**PROMPT A**
Could you copy, word for word, the passage of the basis points text between "Quick definition: basis" and "and policy-rate communication.", inclusive?

**EXCERPT**
[start]

A basis point is one hundredth of one percentage point. One basis point equals 0.01%, and 100 basis points equal 1 percentage point. In market language, basis points are used to describe small changes in rates, yields, and spreads, but they measure the size of a change, not the market meaning of that change.
The abbreviation is usually written as bp for one basis point and bps for multiple basis points. A move of 25 bps means 0.25 percentage points. A move of 50 bps means 0.50 percentage points. This wording helps avoid confusion when markets discuss small changes in percentage-based measures.
Quick definition: basis points are a measurement unit for absolute changes in percentage-based financial figures. They are common in interest rates, bond yields, credit spreads, and policy-rate communication.
Basis points conversion
To convert basis points into percentage points, divide the number of basis points by 100. The result is the percentage-point change.
| Basis points | Percentage-point equivalent | Decimal percent form |
|---|---|---|
| 1 bp | 0.01 percentage points | 0.01% |
| 5 bps | 0.05 percentage points | 0.05% |
| 10 bps | 0.10 percentage points | 0.10% |
| 25 bps | 0.25 percentage points | 0.25% |
| 50 bps | 0.50 percentage points | 0.50% |
| 100 bps | 1.00 percentage point | 1.00% |
| 200 bps | 2.00 percentage points | 2.00% |
For example, if a rate rises from 4.00% to 4.25%, the change is 25 basis points. It is clearer to say “up 25 bps” than “up 0.25%,” because the latter can be confused with a relative percent change.
Basis points vs percentage points, percent changes, and spreads
Basis points are useful because finance often deals with small changes in percentage-based numbers. The term keeps absolute rate changes separate from relative percent changes and from spreads between two instruments.
| Term | What it means | Example |
|---|---|---|
| Basis point | One hundredth of one percentage point. | A 10 bps move equals 0.10 percentage points. |
| Percentage point | An absolute difference between two percentage figures. | A move from 3.00% to 4.00% is 1 percentage point, or 100 bps. |
| Percent change | A relative change compared with the starting value. | A move from 4.00% to 4.25% is a 0.25 percentage-point move, but a 6.25% relative increase from the starting rate. |
| Spread | The difference between two rates or yields, often quoted in basis points. | If one yield is 5.00% and another is 4.50%, the spread is 50 bps. |
How basis points are used in markets
Basis points are common in markets because rates, yields, and spreads often move in small increments. A central bank decision, bond-yield move, credit-spread change, or rate-expectation shift can be described more clearly in bps than in decimal percentages.
For bond markets, basis points are often used to describe changes in nominal yields. A 20 bps rise in a yield means the yield moved up by 0.20 percentage points, but the basis-point number alone does not explain why the yield moved.
Basis points also matter when markets discuss the risk-free rate, because small rate changes can influence discount-rate assumptions, valuation pressure, and cross-asset comparisons. Even there, the bps figure is only the measurement. The interpretation still depends on growth expectations, inflation, liquidity, credit conditions, and positioning.

[end]

**DATA EXCERPTS**
[start]

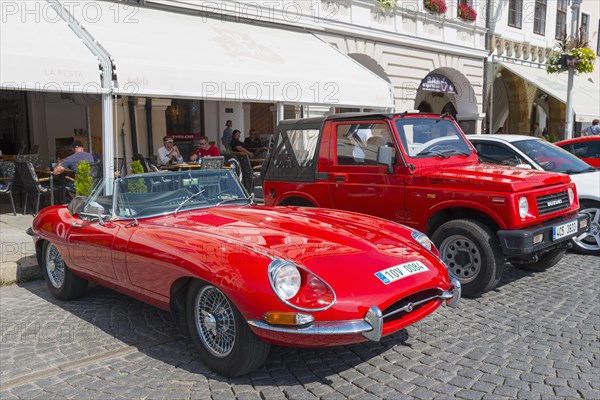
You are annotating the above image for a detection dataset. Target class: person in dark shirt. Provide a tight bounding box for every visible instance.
[52,140,94,175]
[244,129,262,153]
[190,136,221,161]
[231,129,254,157]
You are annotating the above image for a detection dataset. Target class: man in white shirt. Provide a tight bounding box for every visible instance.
[158,136,183,164]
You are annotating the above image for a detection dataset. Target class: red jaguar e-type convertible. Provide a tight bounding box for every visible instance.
[30,170,460,376]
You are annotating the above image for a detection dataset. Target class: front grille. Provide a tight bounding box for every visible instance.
[536,191,569,215]
[382,289,442,322]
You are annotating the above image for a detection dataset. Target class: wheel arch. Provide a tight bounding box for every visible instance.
[426,207,500,236]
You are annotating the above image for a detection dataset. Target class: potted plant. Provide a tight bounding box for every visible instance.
[546,29,596,74]
[423,0,447,14]
[457,4,477,22]
[377,0,397,12]
[73,160,92,196]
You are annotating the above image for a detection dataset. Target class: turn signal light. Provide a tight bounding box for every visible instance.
[264,311,315,326]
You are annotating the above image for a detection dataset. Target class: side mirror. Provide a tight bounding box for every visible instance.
[83,201,105,225]
[377,146,394,174]
[67,196,87,215]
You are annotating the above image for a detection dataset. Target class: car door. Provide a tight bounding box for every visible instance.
[66,208,120,281]
[328,121,405,221]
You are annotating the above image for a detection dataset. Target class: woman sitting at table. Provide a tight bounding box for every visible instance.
[52,140,95,175]
[190,136,221,161]
[231,129,254,157]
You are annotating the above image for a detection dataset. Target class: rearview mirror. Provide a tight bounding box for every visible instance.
[377,146,394,174]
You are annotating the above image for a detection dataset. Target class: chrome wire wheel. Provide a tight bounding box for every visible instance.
[194,286,236,358]
[45,243,65,289]
[439,235,482,284]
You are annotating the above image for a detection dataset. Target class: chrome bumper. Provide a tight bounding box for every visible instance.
[248,277,461,342]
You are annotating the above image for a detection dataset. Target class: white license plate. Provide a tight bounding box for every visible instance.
[552,220,577,240]
[375,261,429,285]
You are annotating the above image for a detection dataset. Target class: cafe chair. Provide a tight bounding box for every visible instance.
[0,161,17,215]
[15,161,54,215]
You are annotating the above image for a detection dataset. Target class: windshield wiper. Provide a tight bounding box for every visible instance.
[417,150,449,159]
[441,149,471,157]
[215,197,253,207]
[174,188,204,214]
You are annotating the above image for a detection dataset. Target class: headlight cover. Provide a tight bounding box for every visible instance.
[269,260,302,301]
[519,197,529,218]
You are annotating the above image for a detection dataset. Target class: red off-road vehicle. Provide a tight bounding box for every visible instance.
[263,112,588,296]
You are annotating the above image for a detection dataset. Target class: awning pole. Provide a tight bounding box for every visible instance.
[46,0,114,194]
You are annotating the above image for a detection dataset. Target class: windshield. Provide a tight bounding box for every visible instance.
[513,139,594,174]
[396,118,472,158]
[114,170,250,219]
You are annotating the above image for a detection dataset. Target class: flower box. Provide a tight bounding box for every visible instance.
[423,0,447,14]
[457,4,477,22]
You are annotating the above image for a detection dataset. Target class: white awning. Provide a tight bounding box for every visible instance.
[63,1,394,108]
[498,61,600,122]
[0,0,101,93]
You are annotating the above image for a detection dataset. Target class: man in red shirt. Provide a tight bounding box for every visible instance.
[190,136,221,161]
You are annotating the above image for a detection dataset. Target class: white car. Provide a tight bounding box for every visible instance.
[467,135,600,256]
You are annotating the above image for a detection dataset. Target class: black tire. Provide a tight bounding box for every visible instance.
[511,249,567,272]
[571,200,600,256]
[42,242,87,300]
[431,219,504,297]
[186,281,271,377]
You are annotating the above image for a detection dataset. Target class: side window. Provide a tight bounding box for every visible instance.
[336,123,396,166]
[474,143,523,165]
[572,141,600,158]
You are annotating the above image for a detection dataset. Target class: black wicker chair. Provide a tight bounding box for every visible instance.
[15,161,54,215]
[0,161,17,215]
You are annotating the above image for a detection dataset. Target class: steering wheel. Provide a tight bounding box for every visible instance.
[540,160,556,171]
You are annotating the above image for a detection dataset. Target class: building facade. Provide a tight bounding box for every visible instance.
[486,0,600,139]
[0,0,488,170]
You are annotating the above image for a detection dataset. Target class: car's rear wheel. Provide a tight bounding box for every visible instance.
[42,242,87,300]
[571,201,600,256]
[187,281,271,377]
[511,249,566,272]
[431,220,504,297]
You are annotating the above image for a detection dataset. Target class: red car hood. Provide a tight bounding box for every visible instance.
[150,206,442,278]
[420,164,571,192]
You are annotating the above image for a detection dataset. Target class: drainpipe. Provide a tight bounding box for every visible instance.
[144,97,154,156]
[46,0,114,195]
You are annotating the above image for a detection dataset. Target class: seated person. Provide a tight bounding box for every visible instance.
[52,140,95,175]
[158,136,183,164]
[190,136,221,161]
[231,129,254,157]
[244,128,262,153]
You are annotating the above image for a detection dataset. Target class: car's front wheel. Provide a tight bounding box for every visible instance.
[431,220,504,297]
[572,200,600,256]
[511,249,566,272]
[42,242,87,300]
[187,281,271,377]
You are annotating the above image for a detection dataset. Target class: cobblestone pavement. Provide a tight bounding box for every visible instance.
[0,254,600,399]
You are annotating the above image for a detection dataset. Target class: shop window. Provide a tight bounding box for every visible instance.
[554,0,567,39]
[508,0,523,29]
[533,0,547,35]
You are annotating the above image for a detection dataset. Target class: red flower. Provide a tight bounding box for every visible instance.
[458,4,477,21]
[423,0,446,14]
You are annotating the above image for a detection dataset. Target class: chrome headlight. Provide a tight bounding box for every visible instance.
[269,260,302,300]
[567,188,575,204]
[519,197,529,218]
[410,231,435,251]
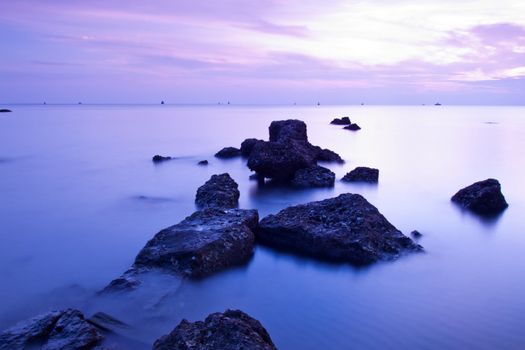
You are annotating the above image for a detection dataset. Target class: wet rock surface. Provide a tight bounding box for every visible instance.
[0,309,104,350]
[451,179,509,215]
[195,173,240,209]
[153,310,276,350]
[341,167,379,183]
[257,194,422,265]
[292,165,335,187]
[215,147,241,158]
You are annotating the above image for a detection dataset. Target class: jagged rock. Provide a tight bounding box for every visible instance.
[195,173,240,208]
[241,139,264,157]
[292,165,335,187]
[0,309,104,350]
[451,179,509,215]
[330,117,352,125]
[343,123,361,131]
[153,310,277,350]
[151,154,173,163]
[341,166,379,183]
[215,147,241,158]
[257,193,422,265]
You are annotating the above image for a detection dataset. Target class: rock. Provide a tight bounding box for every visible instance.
[257,193,422,265]
[195,173,240,209]
[153,310,277,350]
[0,309,104,350]
[127,208,259,278]
[241,139,264,157]
[215,147,241,158]
[151,154,173,163]
[292,165,335,187]
[269,119,308,142]
[343,123,361,131]
[451,179,509,215]
[341,166,379,183]
[330,117,352,125]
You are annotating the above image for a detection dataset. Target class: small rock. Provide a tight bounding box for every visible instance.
[215,147,241,158]
[151,154,173,163]
[451,179,509,215]
[341,167,379,183]
[195,173,240,209]
[153,310,277,350]
[292,165,335,187]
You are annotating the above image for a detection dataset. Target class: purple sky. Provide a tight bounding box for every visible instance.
[0,0,525,104]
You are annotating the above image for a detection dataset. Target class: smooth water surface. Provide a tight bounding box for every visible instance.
[0,105,525,350]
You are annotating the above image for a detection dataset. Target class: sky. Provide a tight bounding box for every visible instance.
[0,0,525,105]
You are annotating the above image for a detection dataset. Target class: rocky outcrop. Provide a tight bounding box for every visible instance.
[153,310,276,350]
[330,117,352,125]
[257,194,422,265]
[341,167,379,183]
[451,179,509,215]
[292,165,335,187]
[241,139,264,157]
[151,154,173,163]
[215,147,241,158]
[195,173,240,209]
[0,309,104,350]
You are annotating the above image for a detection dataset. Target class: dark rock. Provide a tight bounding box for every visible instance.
[133,209,259,278]
[330,117,352,125]
[215,147,241,158]
[341,166,379,183]
[153,310,277,350]
[0,309,104,350]
[151,154,172,163]
[292,165,335,187]
[451,179,509,215]
[241,139,264,157]
[343,123,361,131]
[410,230,423,239]
[269,119,308,142]
[257,193,422,265]
[195,173,240,209]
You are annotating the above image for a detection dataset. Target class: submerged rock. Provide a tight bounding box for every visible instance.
[153,310,277,350]
[292,165,335,187]
[0,309,104,350]
[330,117,352,125]
[451,179,509,215]
[343,123,361,131]
[341,166,379,183]
[151,154,173,163]
[195,173,240,209]
[215,147,241,158]
[257,193,422,265]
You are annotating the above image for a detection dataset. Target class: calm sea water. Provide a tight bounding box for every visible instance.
[0,105,525,350]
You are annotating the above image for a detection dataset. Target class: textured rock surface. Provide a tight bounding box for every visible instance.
[292,165,335,187]
[0,309,104,350]
[451,179,509,215]
[153,310,276,350]
[195,173,240,209]
[257,194,422,265]
[341,167,379,183]
[215,147,241,158]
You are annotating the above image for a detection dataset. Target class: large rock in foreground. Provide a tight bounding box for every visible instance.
[451,179,509,215]
[0,309,104,350]
[153,310,276,350]
[195,173,240,209]
[133,209,259,278]
[257,194,422,265]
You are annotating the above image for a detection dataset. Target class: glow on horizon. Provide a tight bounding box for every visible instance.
[0,0,525,104]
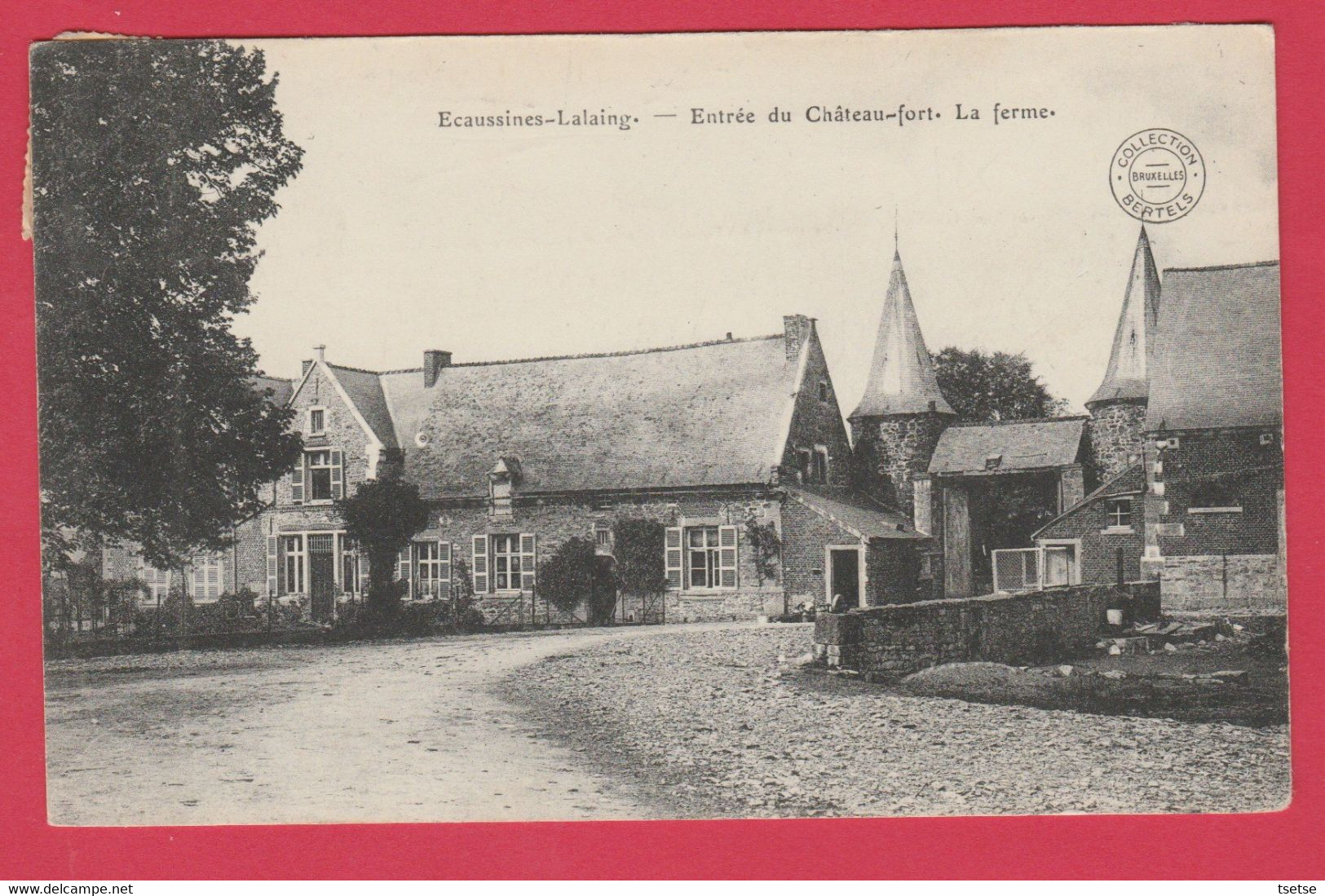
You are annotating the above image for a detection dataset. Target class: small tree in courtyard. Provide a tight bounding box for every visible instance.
[538,538,616,625]
[612,519,666,597]
[337,464,428,618]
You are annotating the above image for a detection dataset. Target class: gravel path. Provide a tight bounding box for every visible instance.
[46,629,700,824]
[505,625,1289,816]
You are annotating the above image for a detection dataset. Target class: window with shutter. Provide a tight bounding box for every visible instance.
[473,536,488,594]
[519,532,538,591]
[718,526,738,589]
[437,541,452,599]
[188,554,221,600]
[267,536,281,595]
[396,546,413,600]
[331,451,345,501]
[663,526,682,591]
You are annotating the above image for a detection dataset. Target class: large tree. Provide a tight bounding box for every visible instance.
[934,346,1067,423]
[30,40,303,566]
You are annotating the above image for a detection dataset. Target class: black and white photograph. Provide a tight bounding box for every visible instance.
[28,25,1292,826]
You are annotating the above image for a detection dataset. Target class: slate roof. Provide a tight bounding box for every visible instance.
[787,483,929,538]
[400,334,799,498]
[1146,261,1284,430]
[929,416,1089,473]
[1087,224,1159,407]
[850,254,952,417]
[1031,461,1146,541]
[327,363,397,448]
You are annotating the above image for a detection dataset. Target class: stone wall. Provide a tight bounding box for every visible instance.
[815,586,1124,680]
[1159,554,1288,612]
[1089,400,1146,481]
[850,413,956,517]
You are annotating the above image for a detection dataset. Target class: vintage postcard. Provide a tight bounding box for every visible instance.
[30,25,1291,826]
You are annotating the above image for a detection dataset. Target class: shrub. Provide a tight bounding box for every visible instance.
[612,519,666,595]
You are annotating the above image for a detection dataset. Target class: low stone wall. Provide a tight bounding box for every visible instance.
[1159,554,1288,612]
[815,585,1128,680]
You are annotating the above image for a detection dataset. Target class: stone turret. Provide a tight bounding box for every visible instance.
[1085,224,1159,479]
[848,245,956,515]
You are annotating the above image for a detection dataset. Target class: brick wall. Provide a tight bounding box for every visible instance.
[782,500,860,610]
[1159,554,1288,612]
[428,491,786,621]
[1036,494,1145,585]
[815,586,1120,678]
[1146,426,1284,558]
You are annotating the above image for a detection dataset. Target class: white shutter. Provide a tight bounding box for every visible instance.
[473,536,488,594]
[267,536,280,595]
[437,541,451,599]
[331,451,345,501]
[664,526,684,591]
[718,526,738,589]
[519,532,538,591]
[396,545,413,600]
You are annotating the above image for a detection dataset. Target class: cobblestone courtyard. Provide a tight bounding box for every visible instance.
[46,625,1288,824]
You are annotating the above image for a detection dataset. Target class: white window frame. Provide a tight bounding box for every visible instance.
[276,532,309,597]
[1104,494,1137,533]
[413,540,454,599]
[184,553,225,603]
[488,532,523,594]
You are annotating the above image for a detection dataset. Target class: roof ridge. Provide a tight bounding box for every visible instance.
[445,333,783,373]
[1164,258,1279,273]
[952,413,1090,428]
[326,333,783,377]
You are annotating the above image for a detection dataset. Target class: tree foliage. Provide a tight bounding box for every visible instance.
[934,346,1067,579]
[538,538,616,623]
[32,40,303,566]
[934,346,1067,423]
[335,477,428,616]
[612,519,666,595]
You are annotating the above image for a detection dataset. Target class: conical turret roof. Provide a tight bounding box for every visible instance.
[850,252,952,417]
[1087,224,1159,407]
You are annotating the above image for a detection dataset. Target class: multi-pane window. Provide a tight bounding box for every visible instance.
[685,526,719,589]
[306,451,331,501]
[138,561,170,600]
[188,554,221,600]
[415,541,451,599]
[493,536,519,591]
[280,536,303,594]
[1108,498,1132,529]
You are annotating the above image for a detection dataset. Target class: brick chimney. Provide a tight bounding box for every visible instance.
[782,314,815,360]
[422,349,451,388]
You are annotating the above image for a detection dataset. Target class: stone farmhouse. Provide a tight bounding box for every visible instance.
[104,229,1284,615]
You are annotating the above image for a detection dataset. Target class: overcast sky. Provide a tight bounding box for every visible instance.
[237,27,1279,413]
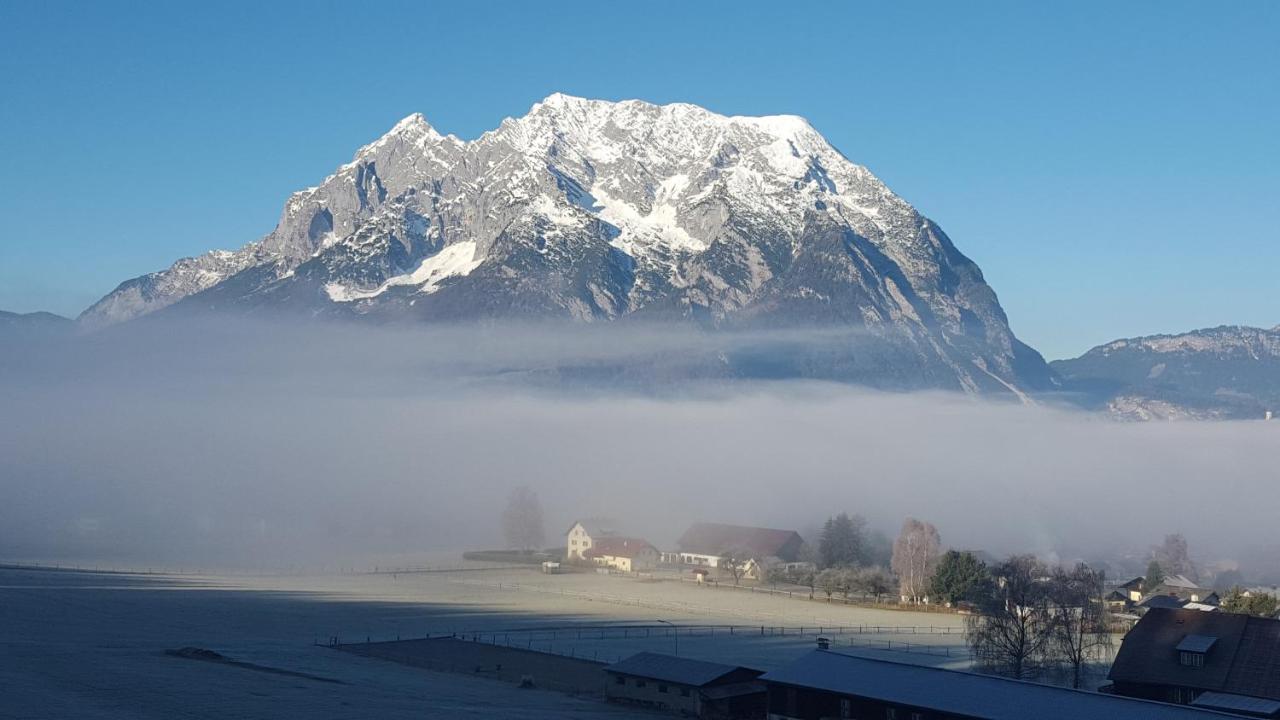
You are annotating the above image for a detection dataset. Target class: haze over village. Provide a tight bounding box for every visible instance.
[0,0,1280,720]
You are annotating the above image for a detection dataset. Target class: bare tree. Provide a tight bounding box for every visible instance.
[890,518,942,602]
[1048,562,1112,688]
[787,543,818,600]
[1153,533,1197,580]
[814,568,847,600]
[718,547,751,585]
[965,555,1053,680]
[855,568,893,602]
[502,486,544,552]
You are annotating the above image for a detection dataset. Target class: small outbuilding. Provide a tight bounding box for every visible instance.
[582,536,658,573]
[604,652,767,719]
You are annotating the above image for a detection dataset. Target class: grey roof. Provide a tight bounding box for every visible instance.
[1110,607,1280,700]
[604,652,758,687]
[1138,594,1187,610]
[1192,691,1280,715]
[760,650,1234,720]
[564,518,618,538]
[1174,635,1217,652]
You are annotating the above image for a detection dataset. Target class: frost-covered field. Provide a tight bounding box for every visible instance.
[0,570,964,717]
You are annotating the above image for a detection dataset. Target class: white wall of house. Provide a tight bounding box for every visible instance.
[594,550,658,573]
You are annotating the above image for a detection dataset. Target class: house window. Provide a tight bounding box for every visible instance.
[1178,650,1204,667]
[1172,688,1196,705]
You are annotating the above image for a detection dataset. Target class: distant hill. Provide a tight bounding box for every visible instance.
[1050,325,1280,420]
[0,310,76,336]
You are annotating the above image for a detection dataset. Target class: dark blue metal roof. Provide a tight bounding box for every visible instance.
[760,650,1236,720]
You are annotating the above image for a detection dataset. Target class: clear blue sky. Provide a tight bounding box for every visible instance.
[0,0,1280,357]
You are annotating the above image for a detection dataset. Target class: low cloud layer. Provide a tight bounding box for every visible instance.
[0,323,1280,574]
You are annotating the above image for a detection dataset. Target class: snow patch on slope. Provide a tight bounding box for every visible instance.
[324,241,483,302]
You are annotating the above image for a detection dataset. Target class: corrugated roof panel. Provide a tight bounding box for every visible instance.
[1192,692,1280,715]
[760,650,1231,720]
[1175,635,1217,652]
[604,652,752,687]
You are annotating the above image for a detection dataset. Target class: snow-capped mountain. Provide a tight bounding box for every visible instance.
[1052,325,1280,420]
[81,94,1051,393]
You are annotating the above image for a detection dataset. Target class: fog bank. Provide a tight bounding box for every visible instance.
[0,322,1280,570]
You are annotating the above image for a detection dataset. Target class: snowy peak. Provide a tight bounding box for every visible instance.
[82,94,1050,393]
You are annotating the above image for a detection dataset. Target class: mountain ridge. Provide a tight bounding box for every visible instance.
[1050,325,1280,420]
[79,94,1052,395]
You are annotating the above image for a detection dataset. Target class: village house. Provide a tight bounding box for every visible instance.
[760,650,1224,720]
[604,652,764,719]
[582,536,659,573]
[1110,607,1280,717]
[676,523,804,579]
[1147,575,1216,602]
[564,519,620,560]
[1116,575,1147,602]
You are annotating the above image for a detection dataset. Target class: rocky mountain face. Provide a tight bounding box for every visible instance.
[1051,325,1280,420]
[79,95,1052,395]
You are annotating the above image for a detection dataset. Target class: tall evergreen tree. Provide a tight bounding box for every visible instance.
[818,512,867,568]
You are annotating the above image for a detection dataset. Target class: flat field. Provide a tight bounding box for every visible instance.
[0,564,966,719]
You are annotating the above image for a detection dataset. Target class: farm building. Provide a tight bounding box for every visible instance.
[604,652,765,719]
[582,536,659,573]
[1110,607,1280,717]
[676,523,804,568]
[760,650,1228,720]
[564,519,621,560]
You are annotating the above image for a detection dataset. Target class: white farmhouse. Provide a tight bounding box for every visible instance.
[585,537,658,573]
[564,519,618,560]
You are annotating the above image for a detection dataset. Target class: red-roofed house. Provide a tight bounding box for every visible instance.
[582,537,658,573]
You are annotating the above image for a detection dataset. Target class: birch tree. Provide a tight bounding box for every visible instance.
[890,518,942,602]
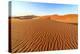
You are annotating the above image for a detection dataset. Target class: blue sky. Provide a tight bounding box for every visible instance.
[12,1,78,16]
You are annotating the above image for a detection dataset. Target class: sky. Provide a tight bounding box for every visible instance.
[11,1,78,16]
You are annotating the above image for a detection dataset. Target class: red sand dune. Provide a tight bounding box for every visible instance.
[11,15,78,52]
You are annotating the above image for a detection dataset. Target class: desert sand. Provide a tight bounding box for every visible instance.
[10,14,78,53]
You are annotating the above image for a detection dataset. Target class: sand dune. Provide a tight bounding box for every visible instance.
[11,16,78,52]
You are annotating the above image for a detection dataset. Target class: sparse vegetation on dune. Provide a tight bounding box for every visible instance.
[11,13,78,52]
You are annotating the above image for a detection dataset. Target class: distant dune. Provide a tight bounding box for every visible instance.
[36,14,78,23]
[11,15,78,52]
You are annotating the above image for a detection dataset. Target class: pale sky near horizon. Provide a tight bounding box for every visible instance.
[11,1,78,16]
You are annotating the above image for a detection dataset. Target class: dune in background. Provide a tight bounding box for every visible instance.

[end]

**PROMPT B**
Can you duplicate exactly the lines of the records between the lines holding "class: red jaguar" and "[382,289,442,322]", inclusive?

**TASK SOLUTION A**
Quick definition: basis points are a measurement unit for absolute changes in percentage-based financial figures. They are common in interest rates, bond yields, credit spreads, and policy-rate communication.

**TASK SOLUTION B**
You are annotating the above image for a detection dataset. Target class: red jaguar e-type convertible. Provide a tight bounding box for every visible instance.
[30,170,460,376]
You are annotating the above image for a detection dataset. Target class: front grille. Provide a tight bounding box for every visible instance.
[536,191,569,215]
[382,289,442,322]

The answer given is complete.